Return the listing in full. Keep each line exactly as it is.

+++

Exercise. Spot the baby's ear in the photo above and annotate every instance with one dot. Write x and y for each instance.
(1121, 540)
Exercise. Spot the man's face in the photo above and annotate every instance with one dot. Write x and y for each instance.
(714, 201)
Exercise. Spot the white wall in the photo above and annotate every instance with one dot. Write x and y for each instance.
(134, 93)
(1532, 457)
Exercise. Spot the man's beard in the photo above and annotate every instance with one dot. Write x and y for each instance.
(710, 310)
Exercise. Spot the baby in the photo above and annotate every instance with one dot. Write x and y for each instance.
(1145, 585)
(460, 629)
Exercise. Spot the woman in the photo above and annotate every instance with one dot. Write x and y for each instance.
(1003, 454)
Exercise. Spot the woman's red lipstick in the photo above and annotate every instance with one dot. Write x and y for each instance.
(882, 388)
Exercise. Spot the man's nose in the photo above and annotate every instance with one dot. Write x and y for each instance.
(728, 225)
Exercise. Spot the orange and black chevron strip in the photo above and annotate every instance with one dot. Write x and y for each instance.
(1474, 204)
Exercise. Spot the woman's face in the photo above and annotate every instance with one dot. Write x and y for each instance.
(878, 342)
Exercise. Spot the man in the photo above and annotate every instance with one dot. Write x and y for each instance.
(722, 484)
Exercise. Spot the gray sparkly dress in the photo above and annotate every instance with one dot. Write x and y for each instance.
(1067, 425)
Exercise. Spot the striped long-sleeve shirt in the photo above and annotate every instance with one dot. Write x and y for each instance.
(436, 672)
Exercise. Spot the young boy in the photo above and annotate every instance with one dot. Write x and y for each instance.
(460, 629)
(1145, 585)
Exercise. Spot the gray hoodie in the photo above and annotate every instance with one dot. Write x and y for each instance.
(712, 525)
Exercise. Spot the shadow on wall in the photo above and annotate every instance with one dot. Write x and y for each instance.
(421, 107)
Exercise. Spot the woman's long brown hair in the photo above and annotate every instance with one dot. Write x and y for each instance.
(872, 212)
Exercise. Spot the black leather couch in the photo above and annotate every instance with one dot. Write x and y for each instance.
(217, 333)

+++

**Response area**:
Exercise. Spot the baby's ear in the photo above and annotate every instance with one dot. Write x and y for each instance.
(1121, 540)
Exercise. Spot the man's face in the photo above and annotate every instance with one dot. Write x and y for each instance.
(714, 201)
Exercise. Spot the white wall in the photo above and annotate every instance with one dot. Write x and y for each instance.
(134, 93)
(1532, 457)
Exercise. Spot the man's beard in the photo above and annotate every instance with one dot. Write x and y for each instance.
(710, 310)
Exercise. Spot the baby in the photo above and annotate every instance with one dot. Write x and y for each instance.
(1145, 585)
(460, 629)
Exercise. Spot the woman in the photo above and annotate every instance with one dot. Write x and y for each instance.
(1003, 454)
Exercise. Spot the woman's red lipstick in the photo above and annotate every instance with one dot. Write x and y for each instance.
(882, 388)
Exercise. Spot the man's nose in the photo above and annotate every instance with one dot. Write x and y for each instance.
(728, 225)
Exercise. Spot the orange and black chevron strip in the photo above and annotate every instance with one dot. Write x and y for each instance.
(1474, 204)
Exercise. Spot the woman's face in the photo above and annotate every instance with one dot. Write x and y for each instance.
(878, 342)
Exercise. Spot the man in the photo above and annotate every instance with one dot. Write x and y for each instance.
(722, 484)
Exercise. Spot the gray sparkly dress in the photo above and annotate every instance with one dot. Write x and y for each instance.
(1067, 425)
Exercise. Spot the striped long-sleeve shirt in the photo above and annotate every instance with one dot. Write x and y for each instance.
(436, 672)
Exercise. Spot the young boy in the photo above and annotate every instance with one dot. Write x and y for each instance.
(460, 629)
(1145, 585)
Exercise. Spot the gray hoodie in the photo above and annotate every instance with one dot. Write x and y for each instance.
(712, 525)
Exercise. Spot the shadow on wall in the photo above and annotate every instance with one dot. Write x and y for each instance.
(421, 107)
Exercise. Spot the woman's long brown hair in the photo above and annotate every instance with one dot. Write x and y for each instance.
(872, 212)
Exercise. Spot the black leather couch in the photo above and annotate every instance with one dot. Write x and y for each instance.
(217, 333)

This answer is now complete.